● Directive
Return every entry exactly as written.

● Input records
----------------------------------------

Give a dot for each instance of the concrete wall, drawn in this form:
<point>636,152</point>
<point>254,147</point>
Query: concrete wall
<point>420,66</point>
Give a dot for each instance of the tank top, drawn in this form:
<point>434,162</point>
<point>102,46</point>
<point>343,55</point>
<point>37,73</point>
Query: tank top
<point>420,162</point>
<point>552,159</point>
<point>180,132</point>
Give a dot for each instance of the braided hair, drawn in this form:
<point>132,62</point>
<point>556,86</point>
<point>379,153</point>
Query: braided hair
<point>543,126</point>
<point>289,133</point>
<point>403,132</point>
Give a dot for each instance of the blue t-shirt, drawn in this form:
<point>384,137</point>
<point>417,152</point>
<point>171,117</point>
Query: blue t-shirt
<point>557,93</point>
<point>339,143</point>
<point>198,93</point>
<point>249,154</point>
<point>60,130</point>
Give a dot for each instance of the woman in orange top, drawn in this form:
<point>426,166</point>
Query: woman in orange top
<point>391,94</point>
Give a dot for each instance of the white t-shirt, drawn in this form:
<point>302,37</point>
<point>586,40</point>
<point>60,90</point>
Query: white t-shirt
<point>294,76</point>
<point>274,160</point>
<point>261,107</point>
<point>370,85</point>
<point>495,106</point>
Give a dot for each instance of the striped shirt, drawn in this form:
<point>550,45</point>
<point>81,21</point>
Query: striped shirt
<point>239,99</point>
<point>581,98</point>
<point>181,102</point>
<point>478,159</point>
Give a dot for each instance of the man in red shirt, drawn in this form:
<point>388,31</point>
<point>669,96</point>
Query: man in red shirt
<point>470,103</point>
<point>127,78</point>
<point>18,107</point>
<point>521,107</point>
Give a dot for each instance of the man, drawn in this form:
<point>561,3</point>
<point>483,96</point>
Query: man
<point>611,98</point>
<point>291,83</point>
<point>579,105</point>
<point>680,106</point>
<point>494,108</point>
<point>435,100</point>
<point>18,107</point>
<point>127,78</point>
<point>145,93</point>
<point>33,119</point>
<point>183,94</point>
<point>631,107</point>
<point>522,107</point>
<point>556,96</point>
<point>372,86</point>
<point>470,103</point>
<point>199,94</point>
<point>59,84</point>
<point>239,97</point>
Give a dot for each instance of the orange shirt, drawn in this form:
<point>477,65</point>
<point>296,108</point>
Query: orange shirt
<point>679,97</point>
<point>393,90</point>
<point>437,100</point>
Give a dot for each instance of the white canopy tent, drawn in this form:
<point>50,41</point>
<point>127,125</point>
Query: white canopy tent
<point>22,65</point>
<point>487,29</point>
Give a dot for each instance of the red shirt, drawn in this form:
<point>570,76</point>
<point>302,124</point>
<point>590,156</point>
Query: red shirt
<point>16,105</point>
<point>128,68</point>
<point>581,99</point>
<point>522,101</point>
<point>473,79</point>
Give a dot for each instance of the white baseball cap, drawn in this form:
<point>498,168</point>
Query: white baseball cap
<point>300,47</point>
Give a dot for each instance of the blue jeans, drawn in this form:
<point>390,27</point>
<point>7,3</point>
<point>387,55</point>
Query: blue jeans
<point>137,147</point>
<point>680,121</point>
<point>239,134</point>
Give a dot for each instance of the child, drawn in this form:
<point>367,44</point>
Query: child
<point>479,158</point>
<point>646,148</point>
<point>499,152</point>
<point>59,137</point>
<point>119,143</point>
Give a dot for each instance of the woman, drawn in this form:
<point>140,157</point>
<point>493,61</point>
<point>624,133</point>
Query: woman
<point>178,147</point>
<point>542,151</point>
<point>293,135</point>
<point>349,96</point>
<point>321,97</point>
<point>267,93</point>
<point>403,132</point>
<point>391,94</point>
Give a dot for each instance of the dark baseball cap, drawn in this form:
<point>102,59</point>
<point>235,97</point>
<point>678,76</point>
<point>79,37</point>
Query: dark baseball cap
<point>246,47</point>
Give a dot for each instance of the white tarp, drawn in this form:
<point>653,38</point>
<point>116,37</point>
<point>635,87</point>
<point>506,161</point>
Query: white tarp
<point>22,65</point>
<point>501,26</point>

----------------------------------------

● Task response
Give a dot for each instance of the concrete wall, drawn in this form:
<point>636,152</point>
<point>254,147</point>
Query: concrete wall
<point>420,66</point>
Give a dot for each instance of the tank top, drawn in this form:
<point>434,162</point>
<point>102,46</point>
<point>343,55</point>
<point>37,73</point>
Query: tank top
<point>420,162</point>
<point>552,159</point>
<point>180,132</point>
Give a dot for each instance of the braided hair, drawn in this form:
<point>132,62</point>
<point>556,86</point>
<point>379,153</point>
Query: braided hair
<point>543,126</point>
<point>289,133</point>
<point>403,132</point>
Give a dot for each instance of the blue t-shirt, drawn in this form:
<point>384,137</point>
<point>417,152</point>
<point>171,117</point>
Query: blue t-shirt
<point>557,93</point>
<point>339,143</point>
<point>198,93</point>
<point>249,154</point>
<point>60,130</point>
Give a dot for each instance of the woman in orange top, drawn in this form:
<point>426,166</point>
Query: woman in orange top
<point>391,94</point>
Give a dot for each instance of the white t-shirt, drawn in this form:
<point>302,37</point>
<point>586,40</point>
<point>60,90</point>
Query: white t-shirt
<point>294,76</point>
<point>274,160</point>
<point>261,107</point>
<point>370,85</point>
<point>495,106</point>
Give a dot for each instance of the striped shirt, drawn in this form:
<point>550,45</point>
<point>81,21</point>
Query: striped shirt
<point>239,99</point>
<point>581,98</point>
<point>181,102</point>
<point>478,159</point>
Give a dot for each instance of the man in red shirt, drawn in this form:
<point>388,31</point>
<point>669,96</point>
Query: man in red shirt
<point>470,103</point>
<point>127,78</point>
<point>18,107</point>
<point>521,107</point>
Give a dot for each instance of the man, drawn in this form:
<point>561,3</point>
<point>483,96</point>
Query: man
<point>611,98</point>
<point>291,83</point>
<point>579,105</point>
<point>680,106</point>
<point>494,108</point>
<point>435,100</point>
<point>18,107</point>
<point>127,78</point>
<point>145,93</point>
<point>33,119</point>
<point>183,94</point>
<point>631,107</point>
<point>522,107</point>
<point>556,96</point>
<point>372,86</point>
<point>470,103</point>
<point>199,94</point>
<point>59,84</point>
<point>239,97</point>
Give a dot for each instance of the orange shirt, drawn in this form:
<point>477,65</point>
<point>296,108</point>
Query: orange shirt
<point>679,97</point>
<point>393,90</point>
<point>437,100</point>
Give a dot for each instance of the white canopy tent, drawn in this form:
<point>50,41</point>
<point>127,125</point>
Query: white canopy tent
<point>22,65</point>
<point>487,29</point>
Give a dot for each instance of the red shirt, drawn in this form:
<point>570,76</point>
<point>302,124</point>
<point>590,156</point>
Query: red shirt
<point>16,105</point>
<point>128,68</point>
<point>581,99</point>
<point>522,101</point>
<point>473,79</point>
Give a dot for each instance of the white baseball cap, drawn in this form:
<point>498,168</point>
Query: white baseball cap
<point>300,47</point>
Give a dot for each instance of the blue jeans, drawn in this form:
<point>390,27</point>
<point>7,3</point>
<point>387,55</point>
Query: blue jeans
<point>137,147</point>
<point>680,121</point>
<point>239,134</point>
Give a dot for each instance of the child, drawn in this form:
<point>367,44</point>
Query: child
<point>479,158</point>
<point>646,148</point>
<point>499,152</point>
<point>59,137</point>
<point>119,143</point>
Give a dot for each instance of the woman, drawn in this form:
<point>140,157</point>
<point>493,61</point>
<point>624,133</point>
Query: woman
<point>178,147</point>
<point>542,151</point>
<point>293,135</point>
<point>349,96</point>
<point>321,97</point>
<point>267,93</point>
<point>403,132</point>
<point>391,94</point>
Give a dot for each instance of the dark baseball cap, drawn in this form:
<point>102,59</point>
<point>235,97</point>
<point>678,76</point>
<point>79,37</point>
Query: dark baseball cap
<point>246,47</point>
Give a dot for each instance of the white tarp, drawn in this form:
<point>653,38</point>
<point>116,37</point>
<point>635,87</point>
<point>506,161</point>
Query: white tarp
<point>22,65</point>
<point>501,26</point>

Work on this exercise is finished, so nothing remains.